Brief:
The material below must be retyped in full, with every line kept exactly as it is.

Task data section start

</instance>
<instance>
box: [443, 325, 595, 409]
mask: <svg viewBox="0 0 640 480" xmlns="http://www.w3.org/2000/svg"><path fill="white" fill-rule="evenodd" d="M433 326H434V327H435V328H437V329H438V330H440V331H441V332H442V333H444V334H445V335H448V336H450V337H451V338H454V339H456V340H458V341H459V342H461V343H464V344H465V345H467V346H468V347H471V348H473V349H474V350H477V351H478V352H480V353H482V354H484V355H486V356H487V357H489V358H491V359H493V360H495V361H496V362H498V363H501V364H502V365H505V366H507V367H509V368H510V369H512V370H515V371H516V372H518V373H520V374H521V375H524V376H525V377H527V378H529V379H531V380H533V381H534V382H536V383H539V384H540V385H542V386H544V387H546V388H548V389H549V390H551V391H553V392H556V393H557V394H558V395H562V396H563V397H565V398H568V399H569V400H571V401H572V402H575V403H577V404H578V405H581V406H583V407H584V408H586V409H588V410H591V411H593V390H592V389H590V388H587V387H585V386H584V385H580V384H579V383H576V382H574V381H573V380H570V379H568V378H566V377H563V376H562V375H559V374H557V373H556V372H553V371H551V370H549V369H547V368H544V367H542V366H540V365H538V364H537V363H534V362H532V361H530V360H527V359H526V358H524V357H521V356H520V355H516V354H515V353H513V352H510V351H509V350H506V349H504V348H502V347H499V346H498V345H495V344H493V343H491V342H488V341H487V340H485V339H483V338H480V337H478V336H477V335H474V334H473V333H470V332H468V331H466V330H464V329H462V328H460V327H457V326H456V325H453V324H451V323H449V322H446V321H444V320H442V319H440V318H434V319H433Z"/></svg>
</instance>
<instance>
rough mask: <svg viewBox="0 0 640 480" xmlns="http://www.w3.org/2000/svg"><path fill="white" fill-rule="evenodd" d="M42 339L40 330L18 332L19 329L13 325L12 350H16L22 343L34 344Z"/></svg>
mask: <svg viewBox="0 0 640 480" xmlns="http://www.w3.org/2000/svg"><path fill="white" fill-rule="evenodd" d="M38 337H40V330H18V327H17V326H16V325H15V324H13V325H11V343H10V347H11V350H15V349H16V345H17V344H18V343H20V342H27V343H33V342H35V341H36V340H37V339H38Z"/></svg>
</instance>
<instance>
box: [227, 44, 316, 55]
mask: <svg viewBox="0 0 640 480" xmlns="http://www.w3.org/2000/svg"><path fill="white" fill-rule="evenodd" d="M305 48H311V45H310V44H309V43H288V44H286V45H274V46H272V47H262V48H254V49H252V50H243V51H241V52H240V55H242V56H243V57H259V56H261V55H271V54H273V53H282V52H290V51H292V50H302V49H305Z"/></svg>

Task data section end

Output:
</instance>
<instance>
box: [443, 325, 595, 409]
mask: <svg viewBox="0 0 640 480" xmlns="http://www.w3.org/2000/svg"><path fill="white" fill-rule="evenodd" d="M433 326H434V327H435V328H437V329H438V330H440V331H441V332H442V333H444V334H445V335H448V336H450V337H451V338H454V339H456V340H458V341H459V342H461V343H464V344H465V345H467V346H468V347H471V348H473V349H474V350H477V351H478V352H480V353H482V354H484V355H486V356H487V357H489V358H491V359H493V360H495V361H496V362H498V363H501V364H502V365H505V366H507V367H509V368H510V369H512V370H515V371H516V372H518V373H520V374H521V375H524V376H525V377H527V378H529V379H531V380H533V381H534V382H536V383H539V384H540V385H542V386H544V387H546V388H548V389H549V390H551V391H553V392H556V393H557V394H558V395H562V396H563V397H565V398H568V399H569V400H571V401H572V402H575V403H577V404H578V405H581V406H583V407H584V408H586V409H588V410H591V411H593V390H592V389H590V388H587V387H585V386H584V385H580V384H579V383H576V382H574V381H573V380H570V379H568V378H566V377H563V376H562V375H559V374H557V373H556V372H553V371H551V370H549V369H547V368H544V367H542V366H540V365H538V364H537V363H534V362H532V361H530V360H527V359H526V358H524V357H521V356H520V355H516V354H515V353H513V352H510V351H509V350H506V349H504V348H502V347H499V346H498V345H495V344H493V343H491V342H488V341H487V340H485V339H483V338H480V337H478V336H477V335H474V334H473V333H470V332H468V331H466V330H464V329H462V328H460V327H457V326H456V325H453V324H451V323H449V322H446V321H444V320H442V319H440V318H434V319H433Z"/></svg>
</instance>
<instance>
rough mask: <svg viewBox="0 0 640 480" xmlns="http://www.w3.org/2000/svg"><path fill="white" fill-rule="evenodd" d="M42 339L40 330L18 332L19 329L13 325L12 350H16L22 343L34 344Z"/></svg>
mask: <svg viewBox="0 0 640 480" xmlns="http://www.w3.org/2000/svg"><path fill="white" fill-rule="evenodd" d="M38 337H40V330H18V327H17V326H16V325H15V324H13V325H11V343H10V347H11V350H15V349H16V345H17V344H18V343H20V342H27V343H33V342H35V341H36V340H37V339H38Z"/></svg>
</instance>
<instance>
box: [227, 44, 316, 55]
mask: <svg viewBox="0 0 640 480" xmlns="http://www.w3.org/2000/svg"><path fill="white" fill-rule="evenodd" d="M305 48H311V45H310V44H309V43H288V44H286V45H274V46H272V47H262V48H254V49H252V50H243V51H241V52H240V55H242V56H243V57H259V56H261V55H271V54H273V53H282V52H290V51H292V50H302V49H305Z"/></svg>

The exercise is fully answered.